▶ Extracted text:
|---|

Learning a Rotation Invariant Detector with Rotatable Bounding Box

The detection of arbitrarily rotated objects poses a significant challenge in computer vision, particularly in applications involving aerial and satellite imagery. Traditional bounding boxes (BBoxes), being rotation variant, often suffer from inefficiencies when tasked with identifying objects in varying orientations. The paper introduces a novel method for object detection using a rotatable bounding box (RBox), aiming to enhance robustness and accuracy in detecting rotated objects.

Approach

The proposed method, Detector using RBox (DRBox), employs RBoxes instead of BBoxes to effectively encapsulate and recognize objects with arbitrary orientations. An RBox is parameterized by five variables: the center coordinates, width, height, and orientation angle, allowing it to more accurately reflect the true geometry of the detected objects.

The core innovation lies in integrating rotation information within the bounding structure itself, thereby providing enhanced discrimination between objects and background pixels, and improving the separation of densely packed objects. The DRBox methodology extends SSD training procedures to accommodate angle estimation, reinforcing the accurate learning of objects’ orientations.

Methodology

The DRBox network architecture is a convolutional setup utilizing multi-layer convolution networks, with multi-angle prior RBoxes playing a critical role. These RBoxes rotate at various angles, allowing the network to cover a comprehensive range of object orientations. During training, ArIoU (angle-related IoU) is introduced to assess the overlap and angular alignment between predicted RBoxes and ground truths, leading to more precise angle estimation.

|---|

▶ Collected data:
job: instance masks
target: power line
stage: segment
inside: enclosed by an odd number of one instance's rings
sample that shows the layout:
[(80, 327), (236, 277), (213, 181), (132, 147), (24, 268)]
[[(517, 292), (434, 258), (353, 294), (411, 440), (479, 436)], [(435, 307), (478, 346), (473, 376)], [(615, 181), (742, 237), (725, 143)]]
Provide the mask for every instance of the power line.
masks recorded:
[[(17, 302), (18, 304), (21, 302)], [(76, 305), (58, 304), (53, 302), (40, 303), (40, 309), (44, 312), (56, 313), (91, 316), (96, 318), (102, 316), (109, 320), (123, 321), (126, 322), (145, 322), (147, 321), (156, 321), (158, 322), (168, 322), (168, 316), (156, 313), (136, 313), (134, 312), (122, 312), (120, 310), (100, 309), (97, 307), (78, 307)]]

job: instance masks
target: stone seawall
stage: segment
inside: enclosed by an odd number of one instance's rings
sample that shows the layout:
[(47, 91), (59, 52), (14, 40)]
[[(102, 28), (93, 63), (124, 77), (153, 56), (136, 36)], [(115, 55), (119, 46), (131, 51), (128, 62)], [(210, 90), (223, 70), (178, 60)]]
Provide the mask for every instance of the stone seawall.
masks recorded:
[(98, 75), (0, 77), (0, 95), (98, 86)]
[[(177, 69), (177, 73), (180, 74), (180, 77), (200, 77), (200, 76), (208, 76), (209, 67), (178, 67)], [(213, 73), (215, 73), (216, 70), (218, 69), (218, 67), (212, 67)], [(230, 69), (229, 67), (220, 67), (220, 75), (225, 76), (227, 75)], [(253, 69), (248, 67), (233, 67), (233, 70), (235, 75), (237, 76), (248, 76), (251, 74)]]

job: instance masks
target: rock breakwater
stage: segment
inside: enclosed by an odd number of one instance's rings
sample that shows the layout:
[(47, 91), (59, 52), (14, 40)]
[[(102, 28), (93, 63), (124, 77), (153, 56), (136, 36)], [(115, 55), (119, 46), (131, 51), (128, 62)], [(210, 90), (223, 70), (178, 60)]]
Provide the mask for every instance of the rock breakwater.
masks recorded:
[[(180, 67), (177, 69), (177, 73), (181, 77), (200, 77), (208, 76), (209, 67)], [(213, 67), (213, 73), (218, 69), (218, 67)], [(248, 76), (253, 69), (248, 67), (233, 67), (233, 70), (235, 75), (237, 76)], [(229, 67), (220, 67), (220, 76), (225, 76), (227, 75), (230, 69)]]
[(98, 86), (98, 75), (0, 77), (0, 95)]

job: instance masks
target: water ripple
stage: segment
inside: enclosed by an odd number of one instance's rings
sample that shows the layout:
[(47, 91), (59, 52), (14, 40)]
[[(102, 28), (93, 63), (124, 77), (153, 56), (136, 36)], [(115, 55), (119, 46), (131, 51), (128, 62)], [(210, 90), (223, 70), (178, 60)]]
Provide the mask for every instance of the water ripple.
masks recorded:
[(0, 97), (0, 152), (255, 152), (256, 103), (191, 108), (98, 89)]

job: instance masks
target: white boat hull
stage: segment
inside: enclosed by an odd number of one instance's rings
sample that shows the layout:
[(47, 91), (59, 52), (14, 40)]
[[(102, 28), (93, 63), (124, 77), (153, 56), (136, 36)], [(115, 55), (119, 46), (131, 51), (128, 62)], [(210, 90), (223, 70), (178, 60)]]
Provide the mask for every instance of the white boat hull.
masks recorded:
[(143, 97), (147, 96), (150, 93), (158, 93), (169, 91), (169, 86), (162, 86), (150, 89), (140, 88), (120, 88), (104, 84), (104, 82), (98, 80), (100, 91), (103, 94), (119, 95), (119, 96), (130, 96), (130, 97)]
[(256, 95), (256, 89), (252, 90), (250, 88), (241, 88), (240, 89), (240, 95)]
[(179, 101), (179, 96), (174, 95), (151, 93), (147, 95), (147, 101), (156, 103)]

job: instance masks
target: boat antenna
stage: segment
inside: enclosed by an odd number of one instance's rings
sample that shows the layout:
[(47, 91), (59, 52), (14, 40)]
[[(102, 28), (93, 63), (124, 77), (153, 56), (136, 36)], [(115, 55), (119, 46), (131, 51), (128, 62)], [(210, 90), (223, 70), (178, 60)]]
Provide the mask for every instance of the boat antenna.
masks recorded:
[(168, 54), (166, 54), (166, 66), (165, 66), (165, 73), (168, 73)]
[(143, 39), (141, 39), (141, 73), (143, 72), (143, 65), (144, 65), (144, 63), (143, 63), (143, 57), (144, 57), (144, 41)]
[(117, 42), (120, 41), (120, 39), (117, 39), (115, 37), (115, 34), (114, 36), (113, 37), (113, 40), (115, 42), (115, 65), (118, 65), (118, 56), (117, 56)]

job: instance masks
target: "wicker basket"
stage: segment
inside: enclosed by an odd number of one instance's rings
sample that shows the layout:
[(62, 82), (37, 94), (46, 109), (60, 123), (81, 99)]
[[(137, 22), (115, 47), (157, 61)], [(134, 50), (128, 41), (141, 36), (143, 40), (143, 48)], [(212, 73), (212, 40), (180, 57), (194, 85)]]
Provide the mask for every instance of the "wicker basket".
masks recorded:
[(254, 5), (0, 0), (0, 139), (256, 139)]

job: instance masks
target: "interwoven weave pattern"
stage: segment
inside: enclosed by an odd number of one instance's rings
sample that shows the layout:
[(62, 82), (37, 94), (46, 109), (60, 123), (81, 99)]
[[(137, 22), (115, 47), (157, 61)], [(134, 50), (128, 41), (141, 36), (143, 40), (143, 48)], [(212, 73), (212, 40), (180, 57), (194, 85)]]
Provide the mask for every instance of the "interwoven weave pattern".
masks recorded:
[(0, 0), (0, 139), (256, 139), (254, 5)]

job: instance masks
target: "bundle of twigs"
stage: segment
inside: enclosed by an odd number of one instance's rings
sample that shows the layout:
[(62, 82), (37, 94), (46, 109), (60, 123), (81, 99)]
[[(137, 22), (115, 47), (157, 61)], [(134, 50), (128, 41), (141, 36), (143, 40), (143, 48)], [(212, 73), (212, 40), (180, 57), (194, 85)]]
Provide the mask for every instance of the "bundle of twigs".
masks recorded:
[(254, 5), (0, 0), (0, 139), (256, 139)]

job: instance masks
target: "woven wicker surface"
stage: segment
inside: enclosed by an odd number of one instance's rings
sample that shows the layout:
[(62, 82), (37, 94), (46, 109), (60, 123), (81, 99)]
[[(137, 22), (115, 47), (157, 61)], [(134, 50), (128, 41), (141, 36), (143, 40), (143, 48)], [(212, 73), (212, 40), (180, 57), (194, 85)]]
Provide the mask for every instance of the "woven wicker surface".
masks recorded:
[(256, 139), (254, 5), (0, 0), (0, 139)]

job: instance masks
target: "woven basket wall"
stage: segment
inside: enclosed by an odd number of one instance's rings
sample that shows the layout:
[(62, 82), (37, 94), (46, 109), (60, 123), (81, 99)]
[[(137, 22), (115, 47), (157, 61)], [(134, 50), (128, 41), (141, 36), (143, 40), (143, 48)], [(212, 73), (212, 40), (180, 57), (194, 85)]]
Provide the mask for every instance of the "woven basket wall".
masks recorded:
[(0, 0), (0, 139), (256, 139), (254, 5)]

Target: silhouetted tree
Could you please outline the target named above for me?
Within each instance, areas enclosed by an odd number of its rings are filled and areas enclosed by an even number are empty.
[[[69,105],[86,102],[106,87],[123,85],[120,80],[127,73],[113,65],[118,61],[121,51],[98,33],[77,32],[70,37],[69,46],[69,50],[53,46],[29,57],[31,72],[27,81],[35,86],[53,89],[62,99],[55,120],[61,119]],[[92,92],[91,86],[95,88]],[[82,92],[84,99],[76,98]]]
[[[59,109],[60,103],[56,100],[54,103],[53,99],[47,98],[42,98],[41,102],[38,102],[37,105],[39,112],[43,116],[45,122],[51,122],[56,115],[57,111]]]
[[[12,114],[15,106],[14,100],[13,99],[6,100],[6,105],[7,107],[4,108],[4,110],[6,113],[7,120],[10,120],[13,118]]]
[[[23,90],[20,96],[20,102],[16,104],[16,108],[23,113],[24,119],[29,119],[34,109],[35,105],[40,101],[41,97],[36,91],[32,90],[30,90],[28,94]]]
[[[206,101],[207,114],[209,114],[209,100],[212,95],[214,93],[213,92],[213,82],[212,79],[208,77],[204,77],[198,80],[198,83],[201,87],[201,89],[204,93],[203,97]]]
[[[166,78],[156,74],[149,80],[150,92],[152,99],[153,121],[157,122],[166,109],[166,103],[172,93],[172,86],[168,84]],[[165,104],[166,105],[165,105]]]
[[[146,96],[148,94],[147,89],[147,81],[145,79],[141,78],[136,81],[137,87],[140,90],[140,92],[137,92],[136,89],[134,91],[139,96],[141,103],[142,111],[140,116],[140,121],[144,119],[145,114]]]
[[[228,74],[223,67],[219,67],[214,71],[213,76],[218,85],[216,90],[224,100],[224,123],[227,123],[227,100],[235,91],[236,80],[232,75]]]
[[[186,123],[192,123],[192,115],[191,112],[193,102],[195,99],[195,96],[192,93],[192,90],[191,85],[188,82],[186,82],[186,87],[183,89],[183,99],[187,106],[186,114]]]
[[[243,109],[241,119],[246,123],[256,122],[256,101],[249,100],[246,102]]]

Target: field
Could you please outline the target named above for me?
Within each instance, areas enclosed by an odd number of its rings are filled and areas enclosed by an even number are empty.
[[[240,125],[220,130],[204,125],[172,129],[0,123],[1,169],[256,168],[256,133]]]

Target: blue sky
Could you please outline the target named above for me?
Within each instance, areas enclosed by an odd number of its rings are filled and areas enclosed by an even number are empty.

|---|

▶ Work instruction 1:
Answer these about the text on the DRBox detector, one line each:
(a) How many variables define an RBox, and what are they?
(b) Which existing training procedures does DRBox extend?
(c) What does ArIoU stand for?
▶ Work instruction 2: Carry on the text on the DRBox detector from its final sentence, in the same style.

▶ Answer box 1:
(a) Five: the center coordinates, width, height, and orientation angle.
(b) SSD training procedures.
(c) Angle-related IoU.

▶ Answer box 2:
Experimentation reveals that DRBox networks, tailored separately for ship, vehicle, and airplane detection, exhibit substantial improvements over traditional BBox methods. The network achieves high efficiency, with a processing speed of 70-80 fps on NVIDIA GTX 1080Ti and Intel Core i7.

Numerical Results

The paper presents extensive testing and results comparing DRBox with Faster R-CNN and SSD, using a custom-built satellite image dataset. DRBox displays superior performance, consistently achieving higher BEP, AP, and mAP in object detection across various scenarios. The method shows remarkable robustness to rotation, as quantified by low STD_AP and STD_AS values, indicating consistent detections regardless of image or object orientation.

Implications

The implications of DRBox extend towards improving remote sensing applications where object orientation varies greatly, such as in urban surveillance, maritime monitoring, and infrastructure analysis. The integration of orientation as a learned feature offers a promising direction for further research, potentially benefiting other computer vision tasks involving orientation sensitivity.

Future Work

Future developments could explore the application of RBox within proposal-based frameworks like R-FCN or Faster R-CNN, potentially extending the benefits of rotation invariant detection across a broader range of detection models. Moreover, the detailed training approach could be generalized to enhance robustness across different environmental conditions and object classes.

In conclusion, DRBox offers a substantial step forward in detecting rotated objects, providing both practical application benefits and a foundation for future explorations in rotation-aware computer vision methodologies.